#### EXCERPT PROVIDED

There's something truly pathetic about the dismay of those who identify "the free market" as a founding paradigm of the economic/social order and consequently feel as though it now being viciously assaulted by 'government intervention'. This view doesn't need to be refuted (which is easily done), it requires something else. It needs to be critiqued not as the rational basis for neoliberal policy, but as ideology.
Of course, actual capitalism has never had much to do with this ideological notion of "free markets". Concretely, "government intervention" is not new, but part of a long-standing history of how capitalism functions. The rationale for neoliberalism is far more perverse than the "pseudo-pragmatic claim that 'markets work', that they're the most effective delivery system for goods and services", etc. The rationale is usually some version of the view that markets are natural feature of reality, that human beings are genetically disposed qua species to be the self-interested rational-misers that many economists want us to believe we are.
But, as "Lenin" points out:
A large number of "people have spent a great percentage of their adult lives believing that the alternative to a perpetual liberalization of the markets was the restoration of serfdom. Capital and its managers were always more pragmatic: their aim was to hegemonize the state, to make it a powerful instrument of their interests, not to diminish it."This is key. Reality has never conformed to the absurd "intervention vs. free market" disjunction imposed upon it by libertarians. Capital relishes these stooges when they preach 19th century dogmas requiring the retreat of the State in areas of taxation, social spending, services, regulation, etc. Of course, these same stooges seem utterly speechless when ever-pragmatic Capital also opts for using the State apparatus to further its own ends. Why would we expect a class for whom there is no such thing as 'enough' wealth or power, to do anything other than ruthlessly pursue profits ad infinitum?
The conclusion we should draw is that libertarians simply do not have the theoretical resources to understand what's at stake in politics. What's more, the Left shouldn't respond to their ideological fantasies as thought they were rational arguments, but should understand these blatherings for what they are. If the Right wants to argue about real capitalism, we can argue about capitalism. But as far as the ideological fantasy sustaining some people's attachment to the status quo, the most progressive response may be to refuse to legitimize it as an argument.

########
#### GIVEN DATA

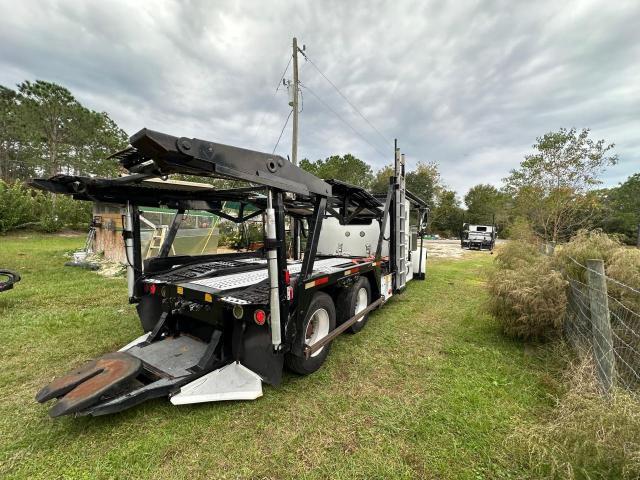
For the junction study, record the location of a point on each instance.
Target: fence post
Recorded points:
(601, 324)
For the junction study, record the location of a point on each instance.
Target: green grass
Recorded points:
(429, 389)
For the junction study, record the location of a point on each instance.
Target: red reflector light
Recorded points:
(260, 317)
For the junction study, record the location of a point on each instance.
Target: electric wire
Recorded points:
(264, 113)
(345, 98)
(282, 131)
(343, 120)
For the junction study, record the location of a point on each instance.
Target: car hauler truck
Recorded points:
(217, 326)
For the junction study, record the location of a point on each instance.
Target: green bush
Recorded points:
(17, 207)
(23, 207)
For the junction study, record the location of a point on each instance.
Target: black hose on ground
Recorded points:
(8, 279)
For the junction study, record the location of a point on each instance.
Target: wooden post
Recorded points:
(601, 325)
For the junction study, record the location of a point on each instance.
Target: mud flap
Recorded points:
(86, 385)
(231, 382)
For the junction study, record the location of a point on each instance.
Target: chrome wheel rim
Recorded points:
(317, 328)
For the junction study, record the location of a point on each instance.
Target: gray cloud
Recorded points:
(466, 84)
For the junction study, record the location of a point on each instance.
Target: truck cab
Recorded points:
(218, 326)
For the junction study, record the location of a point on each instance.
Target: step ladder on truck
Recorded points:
(218, 326)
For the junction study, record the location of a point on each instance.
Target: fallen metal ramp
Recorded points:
(86, 385)
(231, 382)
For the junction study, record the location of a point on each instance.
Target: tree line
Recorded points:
(45, 130)
(555, 190)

########

* _AIM OF THE TASK_
In the essay on free-market ideology, what does the quotation from "Lenin" say the aim of capital and its managers always was? The listing has no connection to the essay on free-market ideology.

* _TASK OUTPUT_
Their aim was to hegemonize the state and make it a powerful instrument of their interests, not to diminish it.